*PROBLEM*
Quote the comment thread below word for word, from "Snortingly funny, Northe!" up to and including "work go far!".

EXCERPTED PASSAGE Block Start

I just snorted out loud at the last line :D Brilliant work Northerner, absolutely priceless! Just in time for tomorrows appointment (and yes, my nurse aint exactly slim either!).

Hope all goes well Lisa! I've got the dentist tomorrow morning. Even though it's only a check up and he's a brilliant guy, I still get butterflies :(
 
Oooh good luck then - I'm not good with dentists either, hope all goes well and you only need a spruce up and nothing serious!
 
Oh my god my insides have just fallen out! You are fabulous! 🙂

Snortingly funny, Northe! Ive just had a properly good chuckle 🙂 xx
 
That's another keyboard gone west. I really should learn not to read these things while drinking my tea!
 
Actually, I just remembered that a yoghurt-based diet is not possible for diabetics anyway. Remember 'Banned from Eating Yoghurt'? (M.R. = Market Research)

Welcome everybody, to our M.R. seminar,
We hope you’ll learn essential stuff to make your work go far!
Your work has hidden dangers, though you may not be aware,
So please proceed with caution, and always take good care.

The main thing you should learn here – and this may save your life! –
Is don’t approach a bloodied man who’s carrying a knife!

EXCERPTED PASSAGE Block End
DATASET CONTENT Block Start

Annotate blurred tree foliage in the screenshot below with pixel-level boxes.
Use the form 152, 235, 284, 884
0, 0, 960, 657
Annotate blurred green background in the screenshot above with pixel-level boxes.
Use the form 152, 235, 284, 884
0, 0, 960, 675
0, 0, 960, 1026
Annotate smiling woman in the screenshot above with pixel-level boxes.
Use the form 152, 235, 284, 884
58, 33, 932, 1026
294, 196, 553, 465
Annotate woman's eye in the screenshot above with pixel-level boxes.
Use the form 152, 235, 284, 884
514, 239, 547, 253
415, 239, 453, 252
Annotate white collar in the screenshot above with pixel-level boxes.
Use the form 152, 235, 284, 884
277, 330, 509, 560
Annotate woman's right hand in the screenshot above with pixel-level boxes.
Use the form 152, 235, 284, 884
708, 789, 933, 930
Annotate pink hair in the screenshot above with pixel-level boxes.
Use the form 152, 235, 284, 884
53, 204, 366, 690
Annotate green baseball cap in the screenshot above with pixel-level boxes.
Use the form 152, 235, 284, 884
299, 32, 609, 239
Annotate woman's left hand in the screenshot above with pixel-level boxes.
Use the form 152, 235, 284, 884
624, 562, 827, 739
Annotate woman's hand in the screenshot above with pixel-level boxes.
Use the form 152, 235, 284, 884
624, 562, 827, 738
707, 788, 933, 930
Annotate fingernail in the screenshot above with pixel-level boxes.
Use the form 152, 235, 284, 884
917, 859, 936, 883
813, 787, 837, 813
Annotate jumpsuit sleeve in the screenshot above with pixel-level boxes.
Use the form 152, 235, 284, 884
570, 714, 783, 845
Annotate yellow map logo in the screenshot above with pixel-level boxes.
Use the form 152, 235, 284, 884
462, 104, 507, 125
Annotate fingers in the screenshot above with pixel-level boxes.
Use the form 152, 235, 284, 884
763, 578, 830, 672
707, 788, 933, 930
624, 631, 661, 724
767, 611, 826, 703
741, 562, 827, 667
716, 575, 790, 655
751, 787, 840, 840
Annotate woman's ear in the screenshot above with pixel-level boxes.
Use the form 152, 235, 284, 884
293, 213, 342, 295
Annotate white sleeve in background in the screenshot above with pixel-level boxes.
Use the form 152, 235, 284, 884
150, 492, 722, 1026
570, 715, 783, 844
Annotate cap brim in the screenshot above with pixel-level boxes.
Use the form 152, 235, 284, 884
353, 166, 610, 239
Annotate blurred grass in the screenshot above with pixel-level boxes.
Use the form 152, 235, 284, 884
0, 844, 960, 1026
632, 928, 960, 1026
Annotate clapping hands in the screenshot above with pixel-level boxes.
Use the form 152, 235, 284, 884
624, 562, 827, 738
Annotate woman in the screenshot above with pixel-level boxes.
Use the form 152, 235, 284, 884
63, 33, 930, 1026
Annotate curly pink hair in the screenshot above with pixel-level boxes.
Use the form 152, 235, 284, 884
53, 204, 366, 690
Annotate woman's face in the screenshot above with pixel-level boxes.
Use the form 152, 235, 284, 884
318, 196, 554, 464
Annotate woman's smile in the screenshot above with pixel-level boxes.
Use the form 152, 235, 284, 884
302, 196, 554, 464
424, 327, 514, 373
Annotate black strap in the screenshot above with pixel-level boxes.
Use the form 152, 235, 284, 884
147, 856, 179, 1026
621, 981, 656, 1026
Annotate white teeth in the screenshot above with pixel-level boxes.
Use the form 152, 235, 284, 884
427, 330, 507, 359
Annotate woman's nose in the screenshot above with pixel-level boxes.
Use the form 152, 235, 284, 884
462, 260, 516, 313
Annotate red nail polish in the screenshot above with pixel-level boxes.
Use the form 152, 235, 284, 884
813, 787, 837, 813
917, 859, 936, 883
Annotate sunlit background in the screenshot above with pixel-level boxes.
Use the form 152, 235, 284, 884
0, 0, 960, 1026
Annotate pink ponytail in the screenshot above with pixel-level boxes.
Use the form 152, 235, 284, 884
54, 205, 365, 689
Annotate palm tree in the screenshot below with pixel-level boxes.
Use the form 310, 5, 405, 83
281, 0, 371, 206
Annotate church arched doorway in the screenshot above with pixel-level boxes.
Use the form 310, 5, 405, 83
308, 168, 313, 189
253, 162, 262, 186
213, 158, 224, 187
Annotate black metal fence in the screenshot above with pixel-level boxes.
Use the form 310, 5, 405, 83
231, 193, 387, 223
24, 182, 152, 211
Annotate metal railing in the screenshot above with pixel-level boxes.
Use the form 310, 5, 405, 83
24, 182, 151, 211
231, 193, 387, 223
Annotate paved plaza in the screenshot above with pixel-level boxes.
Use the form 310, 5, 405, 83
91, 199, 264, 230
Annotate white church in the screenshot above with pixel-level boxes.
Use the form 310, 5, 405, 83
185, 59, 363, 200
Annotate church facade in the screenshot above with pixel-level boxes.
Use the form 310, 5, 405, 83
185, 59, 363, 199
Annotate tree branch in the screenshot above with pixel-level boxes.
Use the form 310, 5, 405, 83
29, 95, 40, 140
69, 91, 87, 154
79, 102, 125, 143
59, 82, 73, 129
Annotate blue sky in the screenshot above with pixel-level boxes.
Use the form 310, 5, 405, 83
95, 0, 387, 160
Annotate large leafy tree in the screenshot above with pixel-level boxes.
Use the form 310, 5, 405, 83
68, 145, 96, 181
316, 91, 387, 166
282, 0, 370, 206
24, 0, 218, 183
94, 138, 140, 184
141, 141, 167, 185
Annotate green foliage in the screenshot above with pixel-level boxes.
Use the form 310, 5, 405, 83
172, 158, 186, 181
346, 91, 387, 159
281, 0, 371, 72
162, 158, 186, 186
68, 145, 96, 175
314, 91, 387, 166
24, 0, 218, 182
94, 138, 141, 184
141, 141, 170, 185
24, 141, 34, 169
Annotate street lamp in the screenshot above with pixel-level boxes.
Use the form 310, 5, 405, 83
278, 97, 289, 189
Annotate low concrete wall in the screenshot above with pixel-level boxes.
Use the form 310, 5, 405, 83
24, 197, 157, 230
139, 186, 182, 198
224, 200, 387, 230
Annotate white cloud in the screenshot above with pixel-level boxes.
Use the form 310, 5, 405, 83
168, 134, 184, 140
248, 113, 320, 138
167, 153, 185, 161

DATASET CONTENT Block End

*REPLY*
Snortingly funny, Northe! Ive just had a properly good chuckle 🙂 xx
 
That's another keyboard gone west. I really should learn not to read these things while drinking my tea!
 
Actually, I just remembered that a yoghurt-based diet is not possible for diabetics anyway. Remember 'Banned from Eating Yoghurt'? (M.R. = Market Research)

Welcome everybody, to our M.R. seminar,
We hope you’ll learn essential stuff to make your work go far!